▶ What you should do:
Would you retype, word for word, the line with "Draw the outline of every instance of the player's" and every line after it through the end of the records below?

-- start Provided data --

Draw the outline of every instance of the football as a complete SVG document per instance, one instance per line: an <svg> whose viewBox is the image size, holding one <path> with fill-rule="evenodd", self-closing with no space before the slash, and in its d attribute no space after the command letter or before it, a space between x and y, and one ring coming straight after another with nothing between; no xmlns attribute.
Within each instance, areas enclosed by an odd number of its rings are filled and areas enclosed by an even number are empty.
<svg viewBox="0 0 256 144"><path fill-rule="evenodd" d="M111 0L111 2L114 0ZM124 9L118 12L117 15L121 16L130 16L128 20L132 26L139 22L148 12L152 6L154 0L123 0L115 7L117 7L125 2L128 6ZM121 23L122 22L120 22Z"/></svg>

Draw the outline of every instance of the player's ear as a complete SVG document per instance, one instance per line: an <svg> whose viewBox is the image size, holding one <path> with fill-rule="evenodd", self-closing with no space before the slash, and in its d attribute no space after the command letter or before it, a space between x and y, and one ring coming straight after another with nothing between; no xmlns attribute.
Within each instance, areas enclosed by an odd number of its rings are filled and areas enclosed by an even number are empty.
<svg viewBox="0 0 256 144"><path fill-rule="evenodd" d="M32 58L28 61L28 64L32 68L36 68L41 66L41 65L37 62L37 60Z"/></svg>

-- end Provided data --

▶ Answer to the exercise:
Draw the outline of every instance of the player's ear as a complete SVG document per instance, one instance per line: an <svg> whose viewBox is the image size, holding one <path> with fill-rule="evenodd", self-closing with no space before the slash, and in its d attribute no space after the command letter or before it, a space between x and y, and one ring coming straight after another with nothing between; no xmlns attribute.
Within each instance, areas enclosed by an odd number of its rings are filled and areas enclosed by an even number are empty.
<svg viewBox="0 0 256 144"><path fill-rule="evenodd" d="M32 58L28 61L28 64L32 68L36 68L41 66L41 65L37 62L37 60Z"/></svg>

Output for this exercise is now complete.